Exercise prompt | Copy every entry below back out verbatim, keeping each line as it stands.

Supplied records |
────────────────

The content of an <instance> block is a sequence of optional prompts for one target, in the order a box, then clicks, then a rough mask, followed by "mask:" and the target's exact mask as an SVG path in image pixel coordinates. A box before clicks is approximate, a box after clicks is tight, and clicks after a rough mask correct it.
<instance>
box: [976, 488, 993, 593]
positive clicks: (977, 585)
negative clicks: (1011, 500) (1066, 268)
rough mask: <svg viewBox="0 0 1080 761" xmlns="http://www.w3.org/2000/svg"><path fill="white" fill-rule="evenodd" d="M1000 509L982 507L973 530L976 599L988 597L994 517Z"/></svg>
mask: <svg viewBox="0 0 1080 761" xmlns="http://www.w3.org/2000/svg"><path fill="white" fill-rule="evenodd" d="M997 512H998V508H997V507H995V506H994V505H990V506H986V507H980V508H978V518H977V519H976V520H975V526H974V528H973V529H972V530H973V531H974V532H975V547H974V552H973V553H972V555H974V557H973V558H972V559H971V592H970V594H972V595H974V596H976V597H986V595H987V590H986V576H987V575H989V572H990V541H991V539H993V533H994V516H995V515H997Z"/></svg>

────────────────

Task result |
The content of an <instance> block is a sequence of optional prompts for one target, in the order a box, then clicks, then a rough mask, followed by "mask:" and the target's exact mask as an SVG path in image pixel coordinates. A box before clicks is approximate, a box after clicks is tight, and clicks after a rough mask correct it.
<instance>
box: [976, 488, 993, 593]
positive clicks: (977, 585)
negative clicks: (1011, 500) (1066, 268)
rough mask: <svg viewBox="0 0 1080 761" xmlns="http://www.w3.org/2000/svg"><path fill="white" fill-rule="evenodd" d="M1000 509L982 507L973 530L976 599L988 597L994 517Z"/></svg>
mask: <svg viewBox="0 0 1080 761" xmlns="http://www.w3.org/2000/svg"><path fill="white" fill-rule="evenodd" d="M997 512H998V508H997V507H995V506H994V505H990V506H986V507H980V508H978V518H977V519H976V520H975V526H974V528H973V529H972V530H973V531H974V532H975V547H974V552H973V553H972V555H974V557H973V558H972V559H971V592H970V594H972V595H974V596H976V597H986V595H987V590H986V576H987V575H989V572H990V541H991V539H993V533H994V516H995V515H997Z"/></svg>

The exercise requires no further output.